— Begin —

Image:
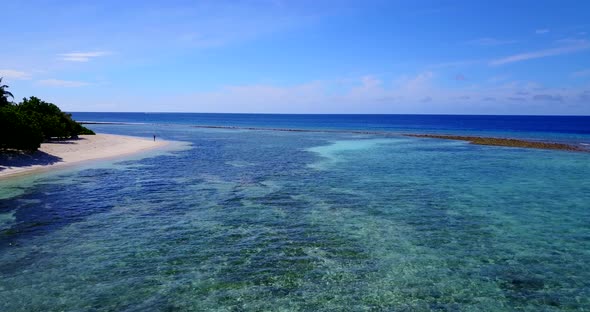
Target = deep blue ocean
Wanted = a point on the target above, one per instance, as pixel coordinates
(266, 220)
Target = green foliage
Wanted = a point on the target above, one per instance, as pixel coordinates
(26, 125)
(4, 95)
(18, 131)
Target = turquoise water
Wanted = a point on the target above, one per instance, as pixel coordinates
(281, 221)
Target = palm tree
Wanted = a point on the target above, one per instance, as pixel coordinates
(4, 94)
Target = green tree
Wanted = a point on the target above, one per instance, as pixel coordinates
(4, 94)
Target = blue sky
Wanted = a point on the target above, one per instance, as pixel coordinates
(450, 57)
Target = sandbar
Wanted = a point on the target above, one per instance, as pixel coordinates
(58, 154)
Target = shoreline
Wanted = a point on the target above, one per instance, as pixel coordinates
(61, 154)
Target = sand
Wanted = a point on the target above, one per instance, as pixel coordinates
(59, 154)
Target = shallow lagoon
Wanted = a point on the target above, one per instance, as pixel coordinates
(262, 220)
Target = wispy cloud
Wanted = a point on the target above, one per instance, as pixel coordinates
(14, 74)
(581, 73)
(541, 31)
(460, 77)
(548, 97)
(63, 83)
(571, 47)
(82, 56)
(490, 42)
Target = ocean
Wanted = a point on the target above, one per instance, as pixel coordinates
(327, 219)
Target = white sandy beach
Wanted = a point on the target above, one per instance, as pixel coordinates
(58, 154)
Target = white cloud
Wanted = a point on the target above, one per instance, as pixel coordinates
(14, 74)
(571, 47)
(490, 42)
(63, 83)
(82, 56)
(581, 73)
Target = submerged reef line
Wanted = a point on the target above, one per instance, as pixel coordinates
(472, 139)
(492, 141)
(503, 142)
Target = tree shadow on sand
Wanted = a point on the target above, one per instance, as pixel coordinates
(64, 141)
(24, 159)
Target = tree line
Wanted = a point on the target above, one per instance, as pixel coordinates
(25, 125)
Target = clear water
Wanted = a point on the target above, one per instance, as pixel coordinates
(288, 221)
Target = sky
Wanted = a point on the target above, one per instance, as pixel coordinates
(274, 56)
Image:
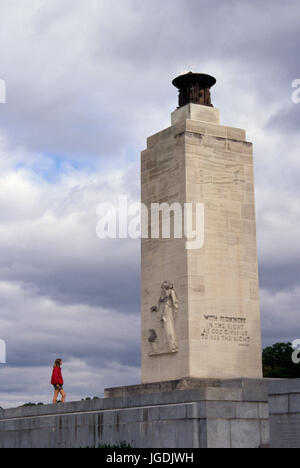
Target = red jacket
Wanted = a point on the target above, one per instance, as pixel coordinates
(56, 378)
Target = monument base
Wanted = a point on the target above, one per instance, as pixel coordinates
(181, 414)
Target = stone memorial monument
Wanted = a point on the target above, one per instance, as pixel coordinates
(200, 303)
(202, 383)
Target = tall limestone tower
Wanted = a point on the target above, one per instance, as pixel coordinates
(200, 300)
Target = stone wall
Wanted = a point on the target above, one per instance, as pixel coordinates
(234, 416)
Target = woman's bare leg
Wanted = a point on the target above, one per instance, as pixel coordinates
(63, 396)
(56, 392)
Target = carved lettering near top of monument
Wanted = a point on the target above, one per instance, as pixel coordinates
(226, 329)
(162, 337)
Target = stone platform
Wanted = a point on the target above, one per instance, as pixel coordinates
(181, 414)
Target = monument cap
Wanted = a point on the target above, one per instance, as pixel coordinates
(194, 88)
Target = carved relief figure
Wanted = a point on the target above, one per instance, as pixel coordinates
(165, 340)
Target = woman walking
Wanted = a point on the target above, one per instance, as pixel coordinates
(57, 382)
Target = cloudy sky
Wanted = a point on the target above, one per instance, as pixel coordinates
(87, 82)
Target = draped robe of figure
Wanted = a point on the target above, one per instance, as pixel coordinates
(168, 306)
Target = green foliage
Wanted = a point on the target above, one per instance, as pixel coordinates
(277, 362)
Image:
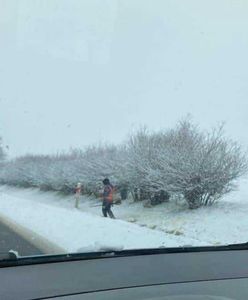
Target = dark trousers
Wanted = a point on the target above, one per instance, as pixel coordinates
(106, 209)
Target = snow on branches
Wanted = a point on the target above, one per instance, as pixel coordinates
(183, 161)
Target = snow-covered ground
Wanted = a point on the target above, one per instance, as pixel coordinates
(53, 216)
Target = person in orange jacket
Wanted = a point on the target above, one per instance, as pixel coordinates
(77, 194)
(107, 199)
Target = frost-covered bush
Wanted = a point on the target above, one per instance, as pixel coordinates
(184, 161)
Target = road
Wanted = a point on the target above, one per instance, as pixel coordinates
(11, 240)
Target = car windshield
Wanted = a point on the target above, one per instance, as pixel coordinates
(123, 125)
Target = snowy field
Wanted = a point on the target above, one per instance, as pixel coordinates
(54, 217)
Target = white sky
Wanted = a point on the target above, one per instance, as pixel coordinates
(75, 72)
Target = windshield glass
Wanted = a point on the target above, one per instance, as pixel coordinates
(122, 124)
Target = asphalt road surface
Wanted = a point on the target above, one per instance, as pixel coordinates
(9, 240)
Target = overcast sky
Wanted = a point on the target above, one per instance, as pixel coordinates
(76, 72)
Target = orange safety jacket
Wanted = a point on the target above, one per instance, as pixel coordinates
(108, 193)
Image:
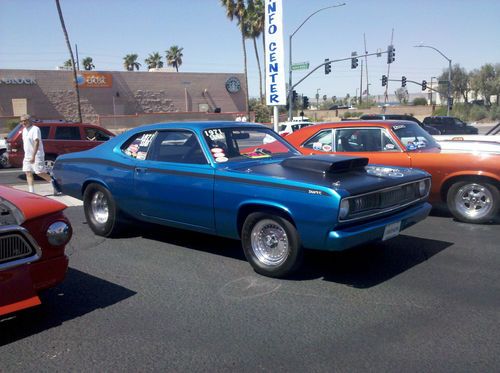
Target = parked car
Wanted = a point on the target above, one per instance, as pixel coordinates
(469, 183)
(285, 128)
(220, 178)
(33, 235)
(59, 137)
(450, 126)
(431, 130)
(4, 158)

— End —
— Begin —

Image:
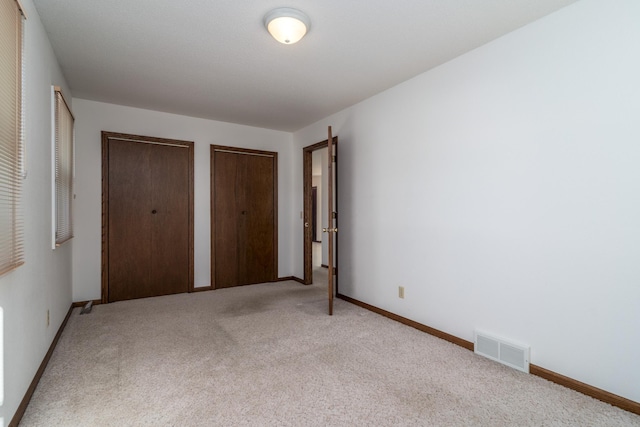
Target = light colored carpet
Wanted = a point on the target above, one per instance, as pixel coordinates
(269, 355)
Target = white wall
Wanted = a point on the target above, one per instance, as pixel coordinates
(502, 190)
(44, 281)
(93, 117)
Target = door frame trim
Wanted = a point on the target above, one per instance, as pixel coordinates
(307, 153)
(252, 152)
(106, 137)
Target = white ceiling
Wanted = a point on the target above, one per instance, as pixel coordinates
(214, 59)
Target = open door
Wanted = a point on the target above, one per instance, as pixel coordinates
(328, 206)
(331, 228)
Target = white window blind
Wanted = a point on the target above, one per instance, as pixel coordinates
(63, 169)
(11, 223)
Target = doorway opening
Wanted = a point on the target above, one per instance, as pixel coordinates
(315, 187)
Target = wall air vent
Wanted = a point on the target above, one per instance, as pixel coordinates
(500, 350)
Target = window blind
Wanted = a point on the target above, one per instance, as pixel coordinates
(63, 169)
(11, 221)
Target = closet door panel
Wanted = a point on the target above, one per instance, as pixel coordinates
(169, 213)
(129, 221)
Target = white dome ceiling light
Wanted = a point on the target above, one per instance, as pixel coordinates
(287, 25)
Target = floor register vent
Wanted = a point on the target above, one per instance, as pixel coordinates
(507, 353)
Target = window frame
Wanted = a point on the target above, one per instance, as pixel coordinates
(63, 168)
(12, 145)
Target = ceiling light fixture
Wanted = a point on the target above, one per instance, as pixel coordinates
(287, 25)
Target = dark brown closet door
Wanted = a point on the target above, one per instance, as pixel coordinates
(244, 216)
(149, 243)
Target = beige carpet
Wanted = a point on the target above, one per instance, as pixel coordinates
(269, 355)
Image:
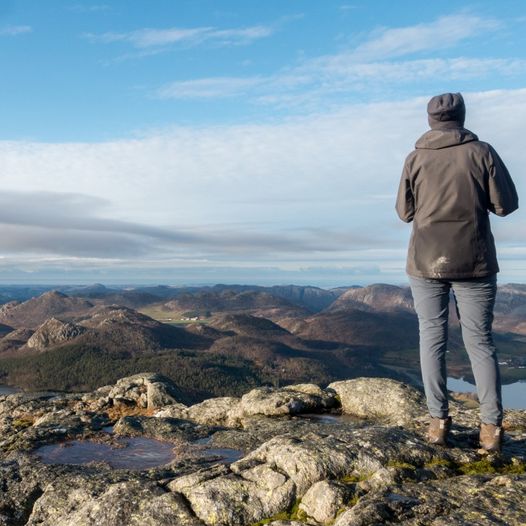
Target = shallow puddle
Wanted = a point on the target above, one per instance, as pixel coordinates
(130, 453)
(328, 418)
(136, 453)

— End —

◆ Exercise directions ◆
Extract each line above that contains the string "frame". Matching is case-sensitive.

◆ The completed task ◆
Target = door frame trim
Target = window frame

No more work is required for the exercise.